Written task:
Restate the entire listing word for word.

[Collection entries]
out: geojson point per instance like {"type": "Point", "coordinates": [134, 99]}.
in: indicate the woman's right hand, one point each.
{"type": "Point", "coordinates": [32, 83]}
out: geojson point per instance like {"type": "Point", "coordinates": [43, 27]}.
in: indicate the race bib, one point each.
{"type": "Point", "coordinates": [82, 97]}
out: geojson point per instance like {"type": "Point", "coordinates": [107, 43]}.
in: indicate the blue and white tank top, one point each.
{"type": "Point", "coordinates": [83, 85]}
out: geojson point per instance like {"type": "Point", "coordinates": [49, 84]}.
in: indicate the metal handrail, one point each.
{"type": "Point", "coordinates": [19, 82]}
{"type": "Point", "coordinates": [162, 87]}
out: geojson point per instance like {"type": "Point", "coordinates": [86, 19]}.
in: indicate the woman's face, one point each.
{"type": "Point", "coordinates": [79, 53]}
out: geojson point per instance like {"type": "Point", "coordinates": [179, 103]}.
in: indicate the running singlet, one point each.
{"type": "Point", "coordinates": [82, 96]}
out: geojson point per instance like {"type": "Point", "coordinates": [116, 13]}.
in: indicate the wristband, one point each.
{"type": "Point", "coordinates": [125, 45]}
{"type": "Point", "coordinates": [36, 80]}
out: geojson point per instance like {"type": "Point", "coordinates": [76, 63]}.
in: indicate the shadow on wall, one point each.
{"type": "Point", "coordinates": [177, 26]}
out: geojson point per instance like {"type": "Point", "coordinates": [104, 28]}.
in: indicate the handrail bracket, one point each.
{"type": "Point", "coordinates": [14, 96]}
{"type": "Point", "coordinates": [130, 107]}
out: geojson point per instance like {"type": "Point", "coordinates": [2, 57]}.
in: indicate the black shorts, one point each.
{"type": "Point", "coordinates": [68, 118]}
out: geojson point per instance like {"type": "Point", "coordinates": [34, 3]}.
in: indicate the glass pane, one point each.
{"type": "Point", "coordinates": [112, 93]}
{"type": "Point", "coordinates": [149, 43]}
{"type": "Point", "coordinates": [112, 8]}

Exercise result:
out: geojson point per instance like {"type": "Point", "coordinates": [134, 99]}.
in: indicate the woman's right hand, one point each.
{"type": "Point", "coordinates": [32, 83]}
out: geojson point per instance like {"type": "Point", "coordinates": [43, 27]}.
in: indicate the race bib, one point each.
{"type": "Point", "coordinates": [82, 97]}
out: geojson point per instance like {"type": "Point", "coordinates": [107, 43]}.
in: indicate the blue and white tank top, one point each.
{"type": "Point", "coordinates": [83, 85]}
out: geojson point per instance like {"type": "Point", "coordinates": [49, 84]}.
in: indicate the metal handrail, one point each.
{"type": "Point", "coordinates": [19, 82]}
{"type": "Point", "coordinates": [162, 87]}
out: geojson point per instance like {"type": "Point", "coordinates": [86, 19]}.
in: indicate the woman's face, one point each.
{"type": "Point", "coordinates": [79, 53]}
out: geojson point per instance like {"type": "Point", "coordinates": [179, 103]}.
in: indicate the running singlet, one point each.
{"type": "Point", "coordinates": [82, 96]}
out: geojson point per instance like {"type": "Point", "coordinates": [116, 13]}.
in: indicate the wristband, one point each.
{"type": "Point", "coordinates": [125, 45]}
{"type": "Point", "coordinates": [36, 80]}
out: geojson point per instance like {"type": "Point", "coordinates": [76, 63]}.
in: indicate the shadow on wall, one point each.
{"type": "Point", "coordinates": [177, 26]}
out: geojson point per instance like {"type": "Point", "coordinates": [104, 28]}.
in: indicate the handrail bracket, one point each.
{"type": "Point", "coordinates": [14, 96]}
{"type": "Point", "coordinates": [130, 107]}
out: geojson point per instance like {"type": "Point", "coordinates": [2, 57]}.
in: indicate the black shorts, one point each.
{"type": "Point", "coordinates": [68, 118]}
out: geojson point per instance like {"type": "Point", "coordinates": [34, 3]}.
in: indicate the glass pane, one point each.
{"type": "Point", "coordinates": [112, 93]}
{"type": "Point", "coordinates": [149, 43]}
{"type": "Point", "coordinates": [112, 8]}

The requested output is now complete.